* _Page excerpt_:

=====

A company seeking listing has to go through a multi-step selection progress. The first step is to get approval from the CSRC, which is the overseer of the entire process. After this first step another approval is necessary from the relevant local and national authorities. The next step is an inspection by the listing committees of the relevant stock exchange (Aharony et al, 2000). After the approvals, the IPO has to be officially announced by the company or underwriter. The CSRC also determines which companies are selected to go public, and the same goes for the amount of shares issued. In contrast to, for example, the Securities and Exchange commission in the United States, the CSRS is not independent, it functions as a ministry of the Chinese state (Chan et al, 2004).

2.2.2 Pricing

Kimbro (2005) explains that the prices of new shares in China are also determined by the CSRC. From 1993 to 1999 the prices for IPOs were “fixed.” The prices were set around a multiplication of 13-15 times the earnings per share (EPS). In July 1999, a new method was introduced by the CSRC: the cumulative auction method (Cheung et al,2009) In this method, underwriters determine a price by setting a price range and then seek investors within that range. The idea was the method should bring IPO pricing more in line with the demand of investors. This works well for developed markets, but did not work for the Chinese stock market because high underpricing continued.

In 2000 the cumulative auction method caused more underpriced IPOs. In 2001, the cumulative auction method was adjusted to cool down IPOs that had an extremely high EPS ratio, by setting an upper limit. This restriction was subject to all industries; although every industry is different, the CSRC ignored the different characteristics of each industry. In 2005 the cumulative price inquiry from the institutional investor method was introduced. With this method, underwriters are allowed to seek demand from institutional investors.

In 2010 China introduced the so-called Book-Building system, which had become dominant across the world at that time. The Book-Building system was introduced and the somewhat fixed-price systems were abandoned, which was a significant step for China. The purpose of this system was to make the offer price more accurate and deal with the extreme underpricing in the Chinese market (Linh et al, 2013).

(10)

9

2.3 IPO underpricing in China

The limited supply of shares (see chapter 2.1.2) causes a spike in demand when a new IPO is announced. This increased demand results in a price increase on the first trading day, also known as underpricing (Chan et al, 2004). The previously mentioned initial return of 247% calculated by Tian (2011) is not the only study reporting such extreme returns. The most extreme first day return measured in the Chinese stock market is 949% (Su and Fleisher, 1999). The table below contains a summary of the most important papers on underpricing in China, with initial returns ranging from 145% to 949%. Practically every study on IPO underpricing in China reports this is a short-term phenomenon, and the shares do not outperform the market in the long run. The average initial return in emerging markets is 60%, which is lower than the returns measured in China (Jenkinson & Ljungqvist, 2001).

Table 1: Summary of existing literature

Papers Average initial return

Mok and Hui (1998) 289%

Kim, Rui, and Xu (1999) 594%

Su and Fleisher (1999) 949%

Chau et al (1999) 546%

Chen, Firth an Kim (2000) 546%

Chi and Padgett (2002) 127%

Chen et al (2004) 145%

Tian (2003) 267%

Source: Ting and Tse (2006). (Initial return is the first day return of the share)

=====

* _Request A_: Pick out every line of the rows below that contains the string "glass", treating uppercase and lowercase letters as distinct.

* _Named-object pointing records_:
=====

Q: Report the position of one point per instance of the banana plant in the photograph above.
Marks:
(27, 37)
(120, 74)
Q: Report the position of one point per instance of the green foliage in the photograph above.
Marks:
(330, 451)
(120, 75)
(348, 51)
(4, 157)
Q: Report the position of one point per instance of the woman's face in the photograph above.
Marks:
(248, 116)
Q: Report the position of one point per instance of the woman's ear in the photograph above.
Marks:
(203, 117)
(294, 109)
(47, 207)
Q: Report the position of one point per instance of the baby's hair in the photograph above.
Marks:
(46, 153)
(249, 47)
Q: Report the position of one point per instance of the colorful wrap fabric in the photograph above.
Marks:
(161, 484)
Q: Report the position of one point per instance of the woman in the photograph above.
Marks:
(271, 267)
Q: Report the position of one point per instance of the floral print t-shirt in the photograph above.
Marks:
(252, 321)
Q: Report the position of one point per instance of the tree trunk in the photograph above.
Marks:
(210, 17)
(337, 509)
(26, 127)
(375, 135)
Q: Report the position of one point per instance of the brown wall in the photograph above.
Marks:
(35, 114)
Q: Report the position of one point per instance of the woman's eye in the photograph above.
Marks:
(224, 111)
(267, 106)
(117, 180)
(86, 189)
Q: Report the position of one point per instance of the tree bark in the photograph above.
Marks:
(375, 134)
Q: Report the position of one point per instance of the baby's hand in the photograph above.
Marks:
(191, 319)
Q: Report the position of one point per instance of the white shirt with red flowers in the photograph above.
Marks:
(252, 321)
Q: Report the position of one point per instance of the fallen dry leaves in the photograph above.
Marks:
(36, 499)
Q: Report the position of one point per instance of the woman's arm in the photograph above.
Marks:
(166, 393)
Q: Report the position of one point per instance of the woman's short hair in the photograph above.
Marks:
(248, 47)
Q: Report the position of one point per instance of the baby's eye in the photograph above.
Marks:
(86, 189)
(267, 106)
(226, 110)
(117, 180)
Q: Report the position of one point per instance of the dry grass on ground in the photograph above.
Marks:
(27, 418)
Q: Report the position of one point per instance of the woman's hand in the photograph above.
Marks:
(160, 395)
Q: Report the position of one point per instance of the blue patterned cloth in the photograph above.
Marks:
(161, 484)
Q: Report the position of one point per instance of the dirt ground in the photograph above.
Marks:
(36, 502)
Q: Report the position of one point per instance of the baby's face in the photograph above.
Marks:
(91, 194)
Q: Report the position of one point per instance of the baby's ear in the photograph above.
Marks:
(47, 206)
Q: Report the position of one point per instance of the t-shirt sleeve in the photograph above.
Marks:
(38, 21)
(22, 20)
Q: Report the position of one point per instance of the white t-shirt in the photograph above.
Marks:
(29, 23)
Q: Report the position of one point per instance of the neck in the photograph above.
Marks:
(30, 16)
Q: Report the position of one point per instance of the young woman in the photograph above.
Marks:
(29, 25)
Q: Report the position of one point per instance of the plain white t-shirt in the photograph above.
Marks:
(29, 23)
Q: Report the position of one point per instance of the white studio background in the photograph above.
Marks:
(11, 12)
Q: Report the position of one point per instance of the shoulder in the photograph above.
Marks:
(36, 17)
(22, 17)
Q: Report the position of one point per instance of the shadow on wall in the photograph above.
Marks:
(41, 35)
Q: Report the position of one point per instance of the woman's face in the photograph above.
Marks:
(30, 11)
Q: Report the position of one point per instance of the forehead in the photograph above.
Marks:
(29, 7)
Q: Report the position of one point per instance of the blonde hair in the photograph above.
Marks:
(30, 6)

=====

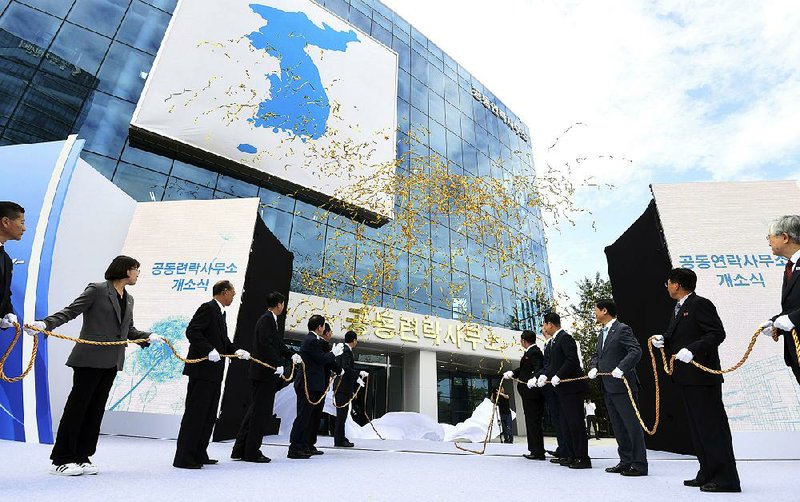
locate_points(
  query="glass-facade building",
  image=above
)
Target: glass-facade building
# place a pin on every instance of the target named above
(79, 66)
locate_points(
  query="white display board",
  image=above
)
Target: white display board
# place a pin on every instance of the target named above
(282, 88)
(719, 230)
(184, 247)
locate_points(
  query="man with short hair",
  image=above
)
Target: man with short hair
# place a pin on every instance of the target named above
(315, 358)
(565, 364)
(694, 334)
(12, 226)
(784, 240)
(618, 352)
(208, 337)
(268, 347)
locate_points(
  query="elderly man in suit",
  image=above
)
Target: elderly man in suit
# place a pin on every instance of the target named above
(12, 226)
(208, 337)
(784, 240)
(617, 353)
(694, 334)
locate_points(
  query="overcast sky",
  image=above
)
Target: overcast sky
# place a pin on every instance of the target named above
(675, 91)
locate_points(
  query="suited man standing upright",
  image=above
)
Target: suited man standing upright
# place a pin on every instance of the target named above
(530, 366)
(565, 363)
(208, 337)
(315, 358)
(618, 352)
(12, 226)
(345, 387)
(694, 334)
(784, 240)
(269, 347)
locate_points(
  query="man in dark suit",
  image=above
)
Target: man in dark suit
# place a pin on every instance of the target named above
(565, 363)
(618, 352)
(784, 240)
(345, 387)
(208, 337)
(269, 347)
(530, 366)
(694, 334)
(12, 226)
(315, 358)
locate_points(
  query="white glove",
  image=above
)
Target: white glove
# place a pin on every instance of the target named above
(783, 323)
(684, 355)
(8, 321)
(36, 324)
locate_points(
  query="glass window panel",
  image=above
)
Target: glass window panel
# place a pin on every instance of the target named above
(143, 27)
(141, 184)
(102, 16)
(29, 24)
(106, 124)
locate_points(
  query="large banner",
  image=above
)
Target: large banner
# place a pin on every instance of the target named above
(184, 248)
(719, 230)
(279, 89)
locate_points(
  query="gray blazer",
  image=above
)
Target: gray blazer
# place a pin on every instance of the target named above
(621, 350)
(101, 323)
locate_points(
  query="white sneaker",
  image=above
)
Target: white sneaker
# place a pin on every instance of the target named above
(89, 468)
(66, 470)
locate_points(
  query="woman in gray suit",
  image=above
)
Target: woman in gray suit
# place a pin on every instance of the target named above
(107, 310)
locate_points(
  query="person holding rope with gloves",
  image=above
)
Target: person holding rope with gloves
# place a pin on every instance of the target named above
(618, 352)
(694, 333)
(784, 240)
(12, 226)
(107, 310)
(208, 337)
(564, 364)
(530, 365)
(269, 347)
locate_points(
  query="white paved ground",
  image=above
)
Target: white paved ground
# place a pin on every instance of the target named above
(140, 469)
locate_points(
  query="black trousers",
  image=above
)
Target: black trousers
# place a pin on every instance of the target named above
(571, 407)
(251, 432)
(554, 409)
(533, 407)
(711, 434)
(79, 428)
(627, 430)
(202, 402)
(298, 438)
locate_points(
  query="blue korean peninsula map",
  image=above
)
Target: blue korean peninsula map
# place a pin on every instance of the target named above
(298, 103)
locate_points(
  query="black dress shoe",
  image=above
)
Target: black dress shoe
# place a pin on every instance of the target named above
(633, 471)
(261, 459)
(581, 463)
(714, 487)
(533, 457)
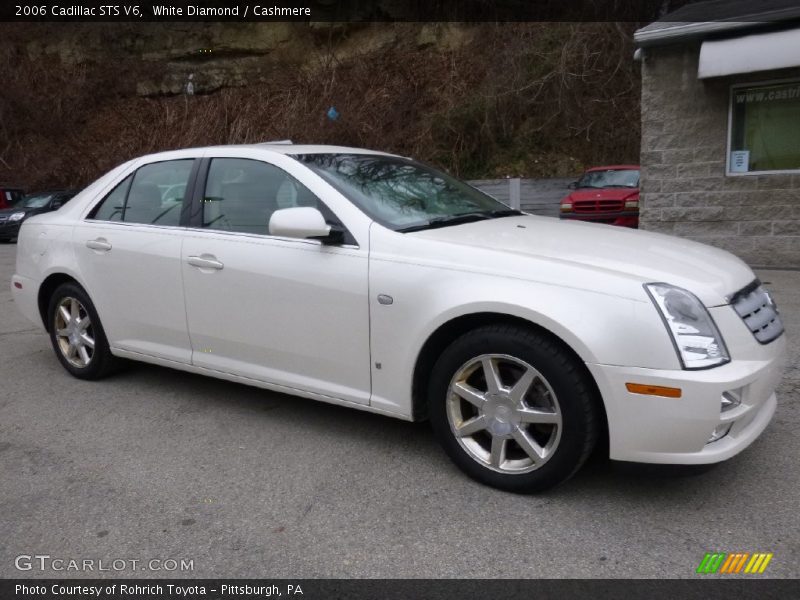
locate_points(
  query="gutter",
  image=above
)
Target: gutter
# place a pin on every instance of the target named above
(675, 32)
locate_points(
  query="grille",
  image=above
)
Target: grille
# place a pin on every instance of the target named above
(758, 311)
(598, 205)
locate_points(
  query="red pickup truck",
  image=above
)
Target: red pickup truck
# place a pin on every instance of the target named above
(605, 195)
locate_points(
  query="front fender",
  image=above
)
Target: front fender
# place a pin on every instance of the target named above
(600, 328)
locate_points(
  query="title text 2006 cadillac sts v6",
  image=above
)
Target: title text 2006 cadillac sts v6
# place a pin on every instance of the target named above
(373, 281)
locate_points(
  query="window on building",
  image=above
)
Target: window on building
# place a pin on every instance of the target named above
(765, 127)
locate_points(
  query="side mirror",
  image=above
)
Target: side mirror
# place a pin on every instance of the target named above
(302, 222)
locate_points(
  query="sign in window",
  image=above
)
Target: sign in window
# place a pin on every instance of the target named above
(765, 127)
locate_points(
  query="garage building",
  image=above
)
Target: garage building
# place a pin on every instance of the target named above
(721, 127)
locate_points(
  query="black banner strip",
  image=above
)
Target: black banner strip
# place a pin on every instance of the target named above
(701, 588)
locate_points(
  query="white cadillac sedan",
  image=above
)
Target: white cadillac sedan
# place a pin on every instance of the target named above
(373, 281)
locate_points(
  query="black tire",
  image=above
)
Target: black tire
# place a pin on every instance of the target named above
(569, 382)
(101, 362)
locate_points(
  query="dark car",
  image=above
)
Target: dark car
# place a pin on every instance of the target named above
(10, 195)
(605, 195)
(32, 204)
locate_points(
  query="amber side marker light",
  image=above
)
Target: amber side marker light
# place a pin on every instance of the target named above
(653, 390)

=====

* _Request B_: From the excerpt on Chinese IPOs, write out the passage that opens with the words "2.2.2 Pricing" and closes with "high underpricing continued.", keeping every word unchanged.

* _Full output A_:
  query="glass-facade building",
Target: glass-facade building
  query="glass window panel",
Target: glass window panel

* _Full output B_:
2.2.2 Pricing

Kimbro (2005) explains that the prices of new shares in China are also determined by the CSRC. From 1993 to 1999 the prices for IPOs were “fixed.” The prices were set around a multiplication of 13-15 times the earnings per share (EPS). In July 1999, a new method was introduced by the CSRC: the cumulative auction method (Cheung et al,2009) In this method, underwriters determine a price by setting a price range and then seek investors within that range. The idea was the method should bring IPO pricing more in line with the demand of investors. This works well for developed markets, but did not work for the Chinese stock market because high underpricing continued.